> **WHAT IS ASKED**
Your task is to reproduce exactly the lines from the line with "of the crown" through the end of the records below.

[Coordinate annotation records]
══════════════════════════════

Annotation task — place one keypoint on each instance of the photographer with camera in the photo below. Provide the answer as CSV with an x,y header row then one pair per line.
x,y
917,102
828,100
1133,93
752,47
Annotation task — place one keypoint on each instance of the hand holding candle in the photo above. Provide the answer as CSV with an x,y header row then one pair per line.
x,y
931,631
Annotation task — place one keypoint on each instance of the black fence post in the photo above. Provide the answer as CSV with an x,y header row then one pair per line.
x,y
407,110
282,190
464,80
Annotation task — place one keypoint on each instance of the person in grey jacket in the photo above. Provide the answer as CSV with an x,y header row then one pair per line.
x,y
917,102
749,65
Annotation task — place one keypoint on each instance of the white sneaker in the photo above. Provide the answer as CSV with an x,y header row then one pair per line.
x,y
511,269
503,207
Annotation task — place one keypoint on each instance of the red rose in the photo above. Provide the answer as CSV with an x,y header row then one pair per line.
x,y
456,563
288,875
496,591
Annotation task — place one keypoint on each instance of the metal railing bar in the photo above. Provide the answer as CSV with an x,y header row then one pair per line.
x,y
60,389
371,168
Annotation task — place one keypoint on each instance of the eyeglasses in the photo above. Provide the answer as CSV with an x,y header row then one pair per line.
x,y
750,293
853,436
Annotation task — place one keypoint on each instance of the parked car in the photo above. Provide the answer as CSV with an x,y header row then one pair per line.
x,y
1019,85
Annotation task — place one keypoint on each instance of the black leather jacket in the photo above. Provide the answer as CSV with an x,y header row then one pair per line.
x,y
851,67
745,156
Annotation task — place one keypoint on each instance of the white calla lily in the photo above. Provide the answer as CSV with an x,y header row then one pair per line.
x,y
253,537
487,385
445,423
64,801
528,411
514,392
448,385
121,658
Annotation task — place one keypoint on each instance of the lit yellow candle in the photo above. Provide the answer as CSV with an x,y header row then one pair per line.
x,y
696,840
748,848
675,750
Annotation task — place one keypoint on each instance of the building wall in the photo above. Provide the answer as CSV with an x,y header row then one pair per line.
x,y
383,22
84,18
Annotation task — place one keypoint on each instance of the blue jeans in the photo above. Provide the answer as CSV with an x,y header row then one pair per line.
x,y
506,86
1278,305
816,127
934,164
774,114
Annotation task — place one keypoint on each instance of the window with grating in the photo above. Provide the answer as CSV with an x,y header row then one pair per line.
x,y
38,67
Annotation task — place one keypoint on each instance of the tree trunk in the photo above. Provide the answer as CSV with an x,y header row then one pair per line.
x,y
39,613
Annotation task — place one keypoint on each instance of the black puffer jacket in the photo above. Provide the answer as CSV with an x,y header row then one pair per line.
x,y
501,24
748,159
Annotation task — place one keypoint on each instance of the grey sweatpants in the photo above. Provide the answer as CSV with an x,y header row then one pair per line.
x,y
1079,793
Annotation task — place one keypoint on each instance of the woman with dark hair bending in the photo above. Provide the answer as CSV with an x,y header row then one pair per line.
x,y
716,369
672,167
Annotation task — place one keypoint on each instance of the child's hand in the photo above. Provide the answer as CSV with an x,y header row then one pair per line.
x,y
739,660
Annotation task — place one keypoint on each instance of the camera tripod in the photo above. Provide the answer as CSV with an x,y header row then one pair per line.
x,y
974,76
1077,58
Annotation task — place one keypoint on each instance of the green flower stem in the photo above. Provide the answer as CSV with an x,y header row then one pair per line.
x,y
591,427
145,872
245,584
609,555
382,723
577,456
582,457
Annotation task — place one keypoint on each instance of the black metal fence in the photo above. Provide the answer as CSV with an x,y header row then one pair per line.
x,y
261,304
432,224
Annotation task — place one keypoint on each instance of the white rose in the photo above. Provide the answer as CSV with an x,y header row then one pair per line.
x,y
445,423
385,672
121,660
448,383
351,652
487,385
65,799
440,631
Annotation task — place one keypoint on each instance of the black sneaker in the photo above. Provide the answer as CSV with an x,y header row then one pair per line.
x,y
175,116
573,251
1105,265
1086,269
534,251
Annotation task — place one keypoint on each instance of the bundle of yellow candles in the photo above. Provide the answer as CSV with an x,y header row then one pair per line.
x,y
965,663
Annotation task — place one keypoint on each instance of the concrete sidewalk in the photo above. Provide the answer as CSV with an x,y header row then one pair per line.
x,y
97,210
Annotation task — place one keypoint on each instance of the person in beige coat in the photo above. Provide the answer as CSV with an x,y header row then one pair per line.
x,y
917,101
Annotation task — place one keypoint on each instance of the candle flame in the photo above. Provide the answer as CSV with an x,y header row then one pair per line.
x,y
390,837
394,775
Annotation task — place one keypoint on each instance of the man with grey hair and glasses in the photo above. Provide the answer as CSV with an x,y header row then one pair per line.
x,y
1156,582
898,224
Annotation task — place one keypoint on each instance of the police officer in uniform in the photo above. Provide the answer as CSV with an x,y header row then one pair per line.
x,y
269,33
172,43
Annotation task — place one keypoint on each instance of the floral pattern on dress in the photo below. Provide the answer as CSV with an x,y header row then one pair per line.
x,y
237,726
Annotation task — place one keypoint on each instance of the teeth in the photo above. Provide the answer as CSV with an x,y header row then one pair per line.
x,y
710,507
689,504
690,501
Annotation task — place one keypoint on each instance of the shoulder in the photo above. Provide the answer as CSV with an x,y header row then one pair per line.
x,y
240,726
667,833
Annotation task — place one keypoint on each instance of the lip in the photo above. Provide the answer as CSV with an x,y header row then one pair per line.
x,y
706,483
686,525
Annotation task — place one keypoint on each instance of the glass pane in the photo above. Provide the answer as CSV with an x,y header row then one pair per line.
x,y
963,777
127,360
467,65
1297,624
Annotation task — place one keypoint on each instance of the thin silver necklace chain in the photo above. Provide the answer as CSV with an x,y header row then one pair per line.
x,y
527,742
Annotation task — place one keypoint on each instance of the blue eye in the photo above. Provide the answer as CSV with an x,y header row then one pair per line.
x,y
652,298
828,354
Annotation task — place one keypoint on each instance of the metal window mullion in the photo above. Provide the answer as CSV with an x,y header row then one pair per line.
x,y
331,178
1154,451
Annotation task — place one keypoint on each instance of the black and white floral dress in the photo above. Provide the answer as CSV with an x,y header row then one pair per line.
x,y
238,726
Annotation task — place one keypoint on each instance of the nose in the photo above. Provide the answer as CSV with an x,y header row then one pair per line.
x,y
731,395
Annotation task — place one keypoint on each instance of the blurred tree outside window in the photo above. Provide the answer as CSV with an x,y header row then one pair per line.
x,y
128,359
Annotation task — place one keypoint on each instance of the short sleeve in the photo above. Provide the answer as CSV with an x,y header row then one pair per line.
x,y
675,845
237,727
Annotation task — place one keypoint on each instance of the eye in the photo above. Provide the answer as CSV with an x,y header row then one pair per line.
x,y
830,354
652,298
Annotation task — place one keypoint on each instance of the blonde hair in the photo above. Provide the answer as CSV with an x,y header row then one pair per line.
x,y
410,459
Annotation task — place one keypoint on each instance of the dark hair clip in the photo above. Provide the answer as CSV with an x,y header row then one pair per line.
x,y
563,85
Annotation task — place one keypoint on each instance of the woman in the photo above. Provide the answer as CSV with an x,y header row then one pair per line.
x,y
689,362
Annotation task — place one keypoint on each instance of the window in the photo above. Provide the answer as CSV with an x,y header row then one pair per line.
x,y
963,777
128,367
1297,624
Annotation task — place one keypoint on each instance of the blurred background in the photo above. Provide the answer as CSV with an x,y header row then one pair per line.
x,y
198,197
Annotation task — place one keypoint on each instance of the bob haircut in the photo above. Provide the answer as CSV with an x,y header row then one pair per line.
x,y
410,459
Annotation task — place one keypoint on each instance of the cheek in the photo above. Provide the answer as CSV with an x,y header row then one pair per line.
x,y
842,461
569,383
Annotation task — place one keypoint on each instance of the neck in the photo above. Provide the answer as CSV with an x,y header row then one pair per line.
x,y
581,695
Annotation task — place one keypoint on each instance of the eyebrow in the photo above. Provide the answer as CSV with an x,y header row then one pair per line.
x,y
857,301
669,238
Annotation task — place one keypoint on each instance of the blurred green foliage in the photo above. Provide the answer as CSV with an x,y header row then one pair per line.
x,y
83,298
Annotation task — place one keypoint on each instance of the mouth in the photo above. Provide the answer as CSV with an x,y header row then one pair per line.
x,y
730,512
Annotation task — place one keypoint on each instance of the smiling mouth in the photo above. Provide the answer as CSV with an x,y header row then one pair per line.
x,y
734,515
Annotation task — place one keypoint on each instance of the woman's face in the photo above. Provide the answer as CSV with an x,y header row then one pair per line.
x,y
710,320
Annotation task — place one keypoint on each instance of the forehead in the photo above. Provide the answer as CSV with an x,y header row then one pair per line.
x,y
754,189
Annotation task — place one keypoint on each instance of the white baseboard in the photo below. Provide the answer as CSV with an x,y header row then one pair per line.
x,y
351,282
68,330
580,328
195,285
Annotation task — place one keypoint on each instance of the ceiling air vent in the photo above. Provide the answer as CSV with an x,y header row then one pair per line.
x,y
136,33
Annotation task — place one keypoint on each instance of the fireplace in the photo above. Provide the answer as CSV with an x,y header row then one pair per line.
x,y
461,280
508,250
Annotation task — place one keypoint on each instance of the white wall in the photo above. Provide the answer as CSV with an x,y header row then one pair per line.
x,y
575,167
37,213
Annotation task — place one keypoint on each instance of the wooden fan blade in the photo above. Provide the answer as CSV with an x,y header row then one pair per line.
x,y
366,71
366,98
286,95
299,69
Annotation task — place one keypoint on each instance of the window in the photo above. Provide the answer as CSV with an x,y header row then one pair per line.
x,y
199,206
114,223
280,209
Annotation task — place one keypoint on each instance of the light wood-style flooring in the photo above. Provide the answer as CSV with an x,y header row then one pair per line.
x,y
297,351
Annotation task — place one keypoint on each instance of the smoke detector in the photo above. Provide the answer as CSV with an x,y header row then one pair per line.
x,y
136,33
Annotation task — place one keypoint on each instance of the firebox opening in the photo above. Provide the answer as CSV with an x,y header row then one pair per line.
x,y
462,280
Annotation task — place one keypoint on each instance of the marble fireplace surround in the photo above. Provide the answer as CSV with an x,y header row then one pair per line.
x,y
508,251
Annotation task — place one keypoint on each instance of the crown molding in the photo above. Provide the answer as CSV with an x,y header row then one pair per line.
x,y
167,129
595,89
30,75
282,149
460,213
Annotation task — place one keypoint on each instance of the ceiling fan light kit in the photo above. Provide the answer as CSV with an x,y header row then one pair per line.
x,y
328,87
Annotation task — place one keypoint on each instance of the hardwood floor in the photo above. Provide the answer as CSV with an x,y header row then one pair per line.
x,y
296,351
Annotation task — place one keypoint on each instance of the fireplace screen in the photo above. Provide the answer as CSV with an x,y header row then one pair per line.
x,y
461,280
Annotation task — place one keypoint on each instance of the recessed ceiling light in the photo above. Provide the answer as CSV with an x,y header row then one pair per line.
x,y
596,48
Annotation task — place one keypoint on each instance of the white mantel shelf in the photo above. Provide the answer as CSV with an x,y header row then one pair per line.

══════════════════════════════

> **ANSWER TO THE TASK**
Annotation task — place one keypoint on each instance of the crown molding in the photo above. Provide the answer as CSV with an x,y header row then one pair per line.
x,y
167,129
595,89
30,75
282,149
460,213
Annotation task — place one keypoint on each instance of the ceiling fan light kit in the photo above. Provide the answer as CSV with an x,y header row then one pair per line.
x,y
328,87
Annotation task — place one keypoint on each instance of the hardwood floor in the photo above. Provide the answer as CSV with an x,y header row then one pair per line.
x,y
296,351
Annotation task — place one keypoint on each instance of the fireplace screen in the photo above. Provide the answer as CSV with an x,y header row then one pair per line.
x,y
461,280
Annotation task — place one keypoint on each instance of the recessed ceiling light in the photo above. Provide the answer as CSV with an x,y header row then one pair per line.
x,y
596,48
Annotation task — place one keypoint on each instance of the white mantel shelf in the photo above. Provide the answer as CSV with an x,y header row then one pair per line.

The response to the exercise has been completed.